§ Named region outline records

- - -

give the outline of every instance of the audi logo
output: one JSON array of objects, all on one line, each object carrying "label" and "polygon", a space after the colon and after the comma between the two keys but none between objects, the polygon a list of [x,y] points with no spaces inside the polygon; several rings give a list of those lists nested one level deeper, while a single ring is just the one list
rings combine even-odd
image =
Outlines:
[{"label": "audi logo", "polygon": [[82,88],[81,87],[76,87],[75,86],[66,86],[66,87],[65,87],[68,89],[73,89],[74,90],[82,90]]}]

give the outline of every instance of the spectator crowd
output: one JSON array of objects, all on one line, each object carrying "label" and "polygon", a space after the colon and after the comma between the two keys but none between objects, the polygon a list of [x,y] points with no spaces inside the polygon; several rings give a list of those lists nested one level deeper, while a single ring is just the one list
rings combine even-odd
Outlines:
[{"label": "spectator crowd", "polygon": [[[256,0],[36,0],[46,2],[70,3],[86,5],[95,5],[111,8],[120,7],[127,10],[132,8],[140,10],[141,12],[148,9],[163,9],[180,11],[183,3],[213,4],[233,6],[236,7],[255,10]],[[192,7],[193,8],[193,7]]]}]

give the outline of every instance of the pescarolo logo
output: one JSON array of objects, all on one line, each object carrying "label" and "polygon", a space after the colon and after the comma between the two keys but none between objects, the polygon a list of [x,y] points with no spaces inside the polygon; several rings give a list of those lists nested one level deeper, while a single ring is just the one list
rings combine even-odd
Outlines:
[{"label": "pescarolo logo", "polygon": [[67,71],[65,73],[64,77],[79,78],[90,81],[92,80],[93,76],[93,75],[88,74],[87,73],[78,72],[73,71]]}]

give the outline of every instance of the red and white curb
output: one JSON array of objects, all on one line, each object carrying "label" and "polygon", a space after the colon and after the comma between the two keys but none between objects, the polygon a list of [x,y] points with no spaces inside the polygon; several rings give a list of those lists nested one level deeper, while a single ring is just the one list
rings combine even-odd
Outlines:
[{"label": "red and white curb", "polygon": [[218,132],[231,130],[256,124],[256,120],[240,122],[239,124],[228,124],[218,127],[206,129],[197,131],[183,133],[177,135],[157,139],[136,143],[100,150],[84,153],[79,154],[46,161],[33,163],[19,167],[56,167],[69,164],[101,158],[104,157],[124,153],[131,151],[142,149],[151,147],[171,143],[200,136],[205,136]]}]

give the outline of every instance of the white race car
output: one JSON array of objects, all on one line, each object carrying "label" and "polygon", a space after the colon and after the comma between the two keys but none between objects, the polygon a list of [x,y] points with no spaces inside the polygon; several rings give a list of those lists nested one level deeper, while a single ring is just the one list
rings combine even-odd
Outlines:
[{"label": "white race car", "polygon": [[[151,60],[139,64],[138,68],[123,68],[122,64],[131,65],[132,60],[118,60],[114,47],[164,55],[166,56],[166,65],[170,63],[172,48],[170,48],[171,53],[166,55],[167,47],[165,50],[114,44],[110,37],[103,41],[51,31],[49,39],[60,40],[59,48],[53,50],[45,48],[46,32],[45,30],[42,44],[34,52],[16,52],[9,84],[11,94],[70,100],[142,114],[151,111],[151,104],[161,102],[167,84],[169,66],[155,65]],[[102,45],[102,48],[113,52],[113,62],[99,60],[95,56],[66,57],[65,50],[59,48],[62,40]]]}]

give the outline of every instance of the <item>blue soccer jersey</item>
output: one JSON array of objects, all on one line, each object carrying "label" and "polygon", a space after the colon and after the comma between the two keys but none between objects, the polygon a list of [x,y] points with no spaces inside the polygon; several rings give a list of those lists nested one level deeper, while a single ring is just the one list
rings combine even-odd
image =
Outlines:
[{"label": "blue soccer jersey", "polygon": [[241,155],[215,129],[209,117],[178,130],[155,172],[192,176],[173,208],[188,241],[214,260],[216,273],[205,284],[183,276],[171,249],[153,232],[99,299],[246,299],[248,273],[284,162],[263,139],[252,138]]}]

- - -

§ Goal of the exercise
The records above should be duplicated in full, exactly as given.

§ Completed exercise
give the outline of every instance of the audi logo
output: one JSON array of objects, all on one line, each object carrying "label" and "polygon", a space after the colon and after the comma between the two keys but none between objects, the polygon a list of [x,y] points with no spaces inside the polygon; several rings give a list of those lists nested one level deeper, while a single ring is just the one list
rings combine even-odd
image =
Outlines:
[{"label": "audi logo", "polygon": [[82,88],[81,87],[76,87],[75,86],[66,86],[66,87],[65,87],[68,89],[73,89],[74,90],[82,90]]}]

give the outline of every instance of the spectator crowd
output: one JSON array of objects, all on one line, each object carrying "label" and "polygon", a space after the colon and after the comma between the two keys but none between objects, the polygon a list of [x,y] points with no spaces inside the polygon; several rings give a list of those lists nested one level deeper, while a single ring is just the one list
rings combine even-odd
Outlines:
[{"label": "spectator crowd", "polygon": [[[256,0],[36,0],[46,2],[70,3],[86,5],[95,5],[111,8],[120,7],[127,10],[132,8],[140,10],[141,12],[148,9],[163,9],[180,11],[183,3],[213,4],[233,6],[236,7],[255,10]],[[192,7],[193,8],[193,7]]]}]

give the outline of every instance of the pescarolo logo
output: one JSON array of objects, all on one line, each object carrying "label" and "polygon", a space after the colon and after the comma between the two keys but none between objects, the polygon a list of [x,y] points with no spaces inside the polygon; several rings give a list of those lists nested one level deeper, while a single ring is just the one list
rings combine even-odd
Outlines:
[{"label": "pescarolo logo", "polygon": [[67,71],[65,73],[64,77],[79,78],[90,81],[92,80],[93,76],[93,75],[88,74],[87,73],[78,72],[73,71]]}]

give the outline of every instance of the red and white curb
output: one JSON array of objects, all on one line, each object carrying "label" and "polygon", a space after the colon and after the comma between the two keys but none between objects, the polygon a list of [x,y] points with no spaces inside the polygon; several rings give a list of those lists nested one level deeper, while a single ring is just the one list
rings combine even-odd
Outlines:
[{"label": "red and white curb", "polygon": [[218,132],[231,130],[256,124],[256,120],[240,122],[239,124],[228,124],[218,127],[206,129],[197,131],[183,133],[177,135],[157,139],[136,143],[100,150],[84,153],[79,154],[46,161],[33,163],[19,167],[56,167],[69,164],[101,158],[104,157],[124,153],[131,151],[142,149],[151,147],[171,143],[200,136],[205,136]]}]

give the outline of every instance of the white race car
output: one JSON array of objects, all on one line, each object carrying "label" and "polygon", a space after the colon and after the comma between the two keys but none between objects, the polygon a list of [x,y] points with no spaces inside the polygon; several rings give a list of those lists nested one level deeper, while a single ring is just the one list
rings combine even-odd
Outlines:
[{"label": "white race car", "polygon": [[[151,60],[139,64],[138,68],[123,68],[122,64],[131,65],[132,60],[118,60],[114,47],[164,55],[166,56],[166,65],[170,63],[172,48],[170,48],[171,53],[166,55],[167,47],[165,50],[114,44],[110,37],[103,41],[51,31],[49,39],[60,40],[59,48],[53,50],[45,48],[46,32],[45,30],[42,44],[34,52],[16,52],[9,84],[11,94],[70,100],[142,114],[151,111],[151,104],[161,102],[167,84],[169,66],[155,65]],[[102,45],[102,48],[113,52],[113,62],[99,60],[95,56],[66,57],[65,50],[59,48],[62,40]]]}]

give the outline of every instance of the <item>blue soccer jersey</item>
output: one JSON array of objects, all on one line, each object carrying "label" and "polygon", a space after the colon and after the comma between the two keys but none between objects, the polygon a list of [x,y] points with no spaces inside the polygon; several rings give a list of those lists nested one level deeper, while a single ring is just the one list
rings combine even-odd
image =
Outlines:
[{"label": "blue soccer jersey", "polygon": [[241,155],[215,129],[209,117],[178,130],[155,172],[192,176],[173,208],[188,241],[214,260],[216,273],[205,284],[183,276],[171,249],[153,232],[99,299],[246,299],[248,273],[284,162],[263,139],[252,138]]}]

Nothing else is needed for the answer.